[HOW TO COMPLETE THIS TASK]
Leave out the pictures and retype all the entries below exactly.

[DATA PROVIDED]
---------------
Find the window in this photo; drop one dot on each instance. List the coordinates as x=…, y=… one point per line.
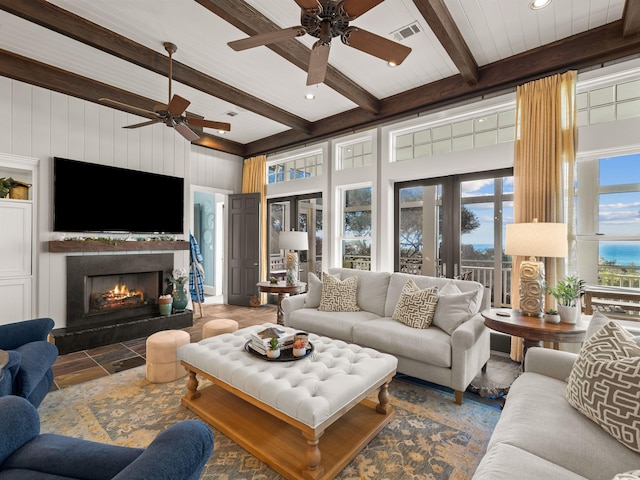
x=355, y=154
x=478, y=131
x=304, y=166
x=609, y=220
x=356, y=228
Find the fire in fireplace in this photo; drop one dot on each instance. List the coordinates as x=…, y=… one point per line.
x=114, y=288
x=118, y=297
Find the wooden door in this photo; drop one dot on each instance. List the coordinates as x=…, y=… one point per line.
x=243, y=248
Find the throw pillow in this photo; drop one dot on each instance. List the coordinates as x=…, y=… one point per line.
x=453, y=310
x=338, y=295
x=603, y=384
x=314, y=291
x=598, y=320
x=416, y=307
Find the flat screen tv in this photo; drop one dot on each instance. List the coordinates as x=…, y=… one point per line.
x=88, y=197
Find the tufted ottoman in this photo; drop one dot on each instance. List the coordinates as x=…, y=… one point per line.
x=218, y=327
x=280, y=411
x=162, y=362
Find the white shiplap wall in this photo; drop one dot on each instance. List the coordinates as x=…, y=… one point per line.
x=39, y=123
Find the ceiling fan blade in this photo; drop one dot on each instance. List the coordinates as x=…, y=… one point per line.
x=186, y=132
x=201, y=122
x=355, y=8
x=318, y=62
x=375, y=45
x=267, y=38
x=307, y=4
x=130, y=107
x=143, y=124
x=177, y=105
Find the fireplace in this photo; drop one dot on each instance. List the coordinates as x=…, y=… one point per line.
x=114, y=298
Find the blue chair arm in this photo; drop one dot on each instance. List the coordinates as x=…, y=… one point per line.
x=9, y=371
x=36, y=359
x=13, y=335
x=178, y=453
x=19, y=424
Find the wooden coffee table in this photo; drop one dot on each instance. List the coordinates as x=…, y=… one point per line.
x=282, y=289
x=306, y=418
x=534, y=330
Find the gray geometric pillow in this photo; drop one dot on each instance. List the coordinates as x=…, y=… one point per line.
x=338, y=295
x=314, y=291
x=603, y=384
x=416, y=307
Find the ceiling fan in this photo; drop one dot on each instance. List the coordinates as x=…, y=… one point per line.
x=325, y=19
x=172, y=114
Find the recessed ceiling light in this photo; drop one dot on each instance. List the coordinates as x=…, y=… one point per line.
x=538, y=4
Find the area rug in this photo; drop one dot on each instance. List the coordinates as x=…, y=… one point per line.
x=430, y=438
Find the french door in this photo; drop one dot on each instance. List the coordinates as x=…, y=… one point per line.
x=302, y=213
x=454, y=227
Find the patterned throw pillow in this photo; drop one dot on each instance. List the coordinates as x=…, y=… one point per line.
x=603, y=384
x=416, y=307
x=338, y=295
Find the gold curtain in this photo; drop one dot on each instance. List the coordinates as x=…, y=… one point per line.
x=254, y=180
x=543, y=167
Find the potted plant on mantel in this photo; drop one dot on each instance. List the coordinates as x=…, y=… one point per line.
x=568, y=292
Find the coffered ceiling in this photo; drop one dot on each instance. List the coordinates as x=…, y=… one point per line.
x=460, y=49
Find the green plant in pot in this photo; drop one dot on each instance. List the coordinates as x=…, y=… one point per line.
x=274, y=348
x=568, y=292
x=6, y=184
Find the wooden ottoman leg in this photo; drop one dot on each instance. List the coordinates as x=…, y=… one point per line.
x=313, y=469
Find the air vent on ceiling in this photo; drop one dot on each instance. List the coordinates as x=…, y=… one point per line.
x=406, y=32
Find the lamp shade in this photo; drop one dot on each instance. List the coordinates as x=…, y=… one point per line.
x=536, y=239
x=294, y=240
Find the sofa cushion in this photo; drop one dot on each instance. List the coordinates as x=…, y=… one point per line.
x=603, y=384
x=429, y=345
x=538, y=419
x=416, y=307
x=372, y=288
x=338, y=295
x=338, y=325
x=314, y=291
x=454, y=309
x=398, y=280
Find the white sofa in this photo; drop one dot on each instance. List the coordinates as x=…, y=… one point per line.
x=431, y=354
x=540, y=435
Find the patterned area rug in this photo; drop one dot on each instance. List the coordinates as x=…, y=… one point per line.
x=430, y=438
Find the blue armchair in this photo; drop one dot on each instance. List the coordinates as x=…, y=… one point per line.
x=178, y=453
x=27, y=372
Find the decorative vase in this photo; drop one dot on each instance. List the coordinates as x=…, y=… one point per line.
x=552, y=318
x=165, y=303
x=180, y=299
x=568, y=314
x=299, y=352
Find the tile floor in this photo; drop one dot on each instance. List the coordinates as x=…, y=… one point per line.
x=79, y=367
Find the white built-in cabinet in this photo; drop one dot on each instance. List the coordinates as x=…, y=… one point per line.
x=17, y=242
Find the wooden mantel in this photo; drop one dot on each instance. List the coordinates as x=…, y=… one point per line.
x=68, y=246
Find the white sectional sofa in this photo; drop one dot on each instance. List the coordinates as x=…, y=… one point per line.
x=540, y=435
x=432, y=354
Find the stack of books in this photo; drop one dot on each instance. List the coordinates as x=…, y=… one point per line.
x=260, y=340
---------------
[EXPECTED OUTPUT]
Find the window in this photo; drop one dot on each instance. List the coordinates as x=…, y=… one point per line.
x=355, y=154
x=478, y=131
x=304, y=166
x=609, y=220
x=356, y=228
Find the fire in fireplace in this photo; drop one dot on each instance. List the coordinates as x=…, y=… one point per line.
x=114, y=288
x=118, y=297
Find the wooden door in this photo; drop one dot on each instance. List the coordinates as x=…, y=… one point per line.
x=243, y=248
Find the throw pillow in this photo; drop one dot on each instance. List the coordinates as x=…, y=… one point per line.
x=453, y=310
x=338, y=295
x=603, y=384
x=314, y=291
x=598, y=320
x=416, y=307
Find the flat screen tv in this photo; drop one dot on each instance. List the coordinates as x=…, y=… one point per line.
x=88, y=197
Find the tufted ottoman in this photo; drop one dot on each instance. List the coordinates as x=…, y=… one point per line.
x=218, y=327
x=280, y=411
x=162, y=362
Find the white shiplap wall in this photo; drop one dot on each instance. List the coordinates as x=…, y=… one point per line.
x=39, y=123
Find the ceiling fan blade in this photo; drop one dot on each instance. List the coordinates as x=…, y=… one point per line.
x=186, y=132
x=201, y=122
x=355, y=8
x=318, y=62
x=375, y=45
x=267, y=38
x=307, y=4
x=130, y=107
x=143, y=124
x=177, y=105
Find the fireplace in this photo; drop one dot on each instance. List the coordinates as x=…, y=… one point per line.
x=114, y=298
Find the blue chair arm in this photo; drop one dot on each instance. List the coordinates as x=…, y=… one point per line.
x=9, y=371
x=36, y=359
x=13, y=335
x=178, y=453
x=19, y=424
Find the wooden coffee table in this photo; drop one dot on each instance. List the coordinates as x=…, y=… one point per line.
x=282, y=289
x=306, y=418
x=534, y=330
Find the gray geometric pillow in this photo; drop one dot on each instance. List the coordinates as x=…, y=… one point per line.
x=338, y=295
x=314, y=291
x=603, y=384
x=416, y=307
Find the ceiling fan in this photo; drop one dot on each instance. List the coordinates as x=…, y=… one point per line.
x=325, y=19
x=172, y=114
Find the recessed ceiling light in this photo; drop one dot on each instance. List the coordinates as x=…, y=… one point per line.
x=538, y=4
Find the area rug in this photo; drop one dot on each instance. List the coordinates as x=…, y=… one point per line.
x=430, y=438
Find the french door in this photo; drop one dot on each instance. List the coordinates as x=…, y=… one point per line.
x=302, y=213
x=454, y=227
Find the patterned throw pillow in this photo; drop one dot on each instance. List the coordinates as x=…, y=… one point per line.
x=603, y=384
x=416, y=307
x=338, y=295
Find the gold curtain in this photo; drop one dot on each instance. List the coordinates as x=…, y=… one point per line.
x=254, y=180
x=543, y=167
Find the potted plant on mantel in this photo; drop one dot on each instance. List the coordinates as x=…, y=… one point per line.
x=568, y=292
Find the coffered ceiling in this photo; drop one dot on each instance. List the coordinates as x=…, y=… one point per line.
x=460, y=49
Find the green plant in pot in this photo; drop one dot on each instance. List the coordinates as x=…, y=… one point per line.
x=274, y=348
x=568, y=292
x=6, y=184
Find the wooden ottoman leg in this photo; drop one dot on each instance. List the coordinates as x=…, y=… one point per line.
x=313, y=469
Find the air vent on ceiling in this photo; drop one dot on each instance. List the coordinates as x=…, y=… one point per line.
x=406, y=32
Find the lamp shade in this photo; drop one dot on each instance. List the coordinates as x=…, y=… one point per line.
x=536, y=239
x=294, y=240
Find the sofa cushion in this photo; drop one dot on each instance. List the coordinates as x=…, y=… one point per line.
x=603, y=384
x=429, y=345
x=538, y=419
x=416, y=307
x=372, y=288
x=338, y=295
x=338, y=325
x=314, y=291
x=454, y=309
x=398, y=280
Find the white sofa in this photo; drop one dot on each instance. List the coordinates as x=…, y=… one point per line.
x=431, y=354
x=540, y=435
Find the patterned area rug in this photo; drop one dot on each instance. List the coordinates as x=…, y=… one point per line.
x=430, y=438
Find the blue armchair in this photo; drop one dot on each instance. List the coordinates as x=…, y=… one point per line.
x=178, y=453
x=27, y=372
Find the decorative vase in this photo; drop one dot on each instance. List the coordinates as x=…, y=… one point per line.
x=552, y=318
x=165, y=303
x=180, y=299
x=568, y=314
x=299, y=352
Find the tile floor in this photo; drop one dot on each instance. List the coordinates as x=…, y=… one point per line.
x=79, y=367
Find the white built-in cabinet in this photo; drop one dot on each instance. List the coordinates as x=…, y=… one point per line.
x=17, y=242
Find the wooden mantel in this photo; drop one dot on each instance. List the coordinates as x=…, y=… one point per line.
x=68, y=246
Find the white sectional sofa in this photo; drop one dot on each instance. List the coordinates as x=…, y=… one point per line.
x=540, y=435
x=432, y=354
Find the stack of books in this photo; drop one dot on each instance. List the coordinates as x=…, y=… one point per line.
x=260, y=340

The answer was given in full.